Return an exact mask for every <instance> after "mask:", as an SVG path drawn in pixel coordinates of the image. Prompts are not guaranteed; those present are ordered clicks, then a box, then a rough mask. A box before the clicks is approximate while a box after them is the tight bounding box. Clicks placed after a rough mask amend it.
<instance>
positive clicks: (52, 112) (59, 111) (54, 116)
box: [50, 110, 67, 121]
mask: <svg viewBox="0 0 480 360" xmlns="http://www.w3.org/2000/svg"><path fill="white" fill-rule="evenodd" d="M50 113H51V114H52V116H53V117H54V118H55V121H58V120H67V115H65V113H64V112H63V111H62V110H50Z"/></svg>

* * *

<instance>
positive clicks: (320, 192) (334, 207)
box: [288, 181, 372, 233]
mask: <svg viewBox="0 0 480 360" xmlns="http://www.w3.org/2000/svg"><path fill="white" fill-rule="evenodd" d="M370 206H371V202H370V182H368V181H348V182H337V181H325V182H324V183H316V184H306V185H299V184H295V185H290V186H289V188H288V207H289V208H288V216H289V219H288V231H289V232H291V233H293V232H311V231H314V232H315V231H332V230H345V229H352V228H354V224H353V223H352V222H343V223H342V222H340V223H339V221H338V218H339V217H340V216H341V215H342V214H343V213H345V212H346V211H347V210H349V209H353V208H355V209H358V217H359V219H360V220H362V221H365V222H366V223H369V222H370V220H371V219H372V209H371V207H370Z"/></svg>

### Exercise objective
Take the lines above from the one containing "Return an exact" to the one containing "positive clicks: (52, 112)" and retype them exactly, both ends included, with nothing added.

### Your response
Return an exact mask for every <instance> after "mask:", as an SVG path drawn in pixel coordinates of the image. Prompts are not guaranteed; those present are ordered clicks, then a box, then a rough mask. A box before the clicks is approximate while a box after them is the tight bounding box. Clicks placed after a rough mask amend it.
<instance>
positive clicks: (52, 112) (59, 111) (54, 116)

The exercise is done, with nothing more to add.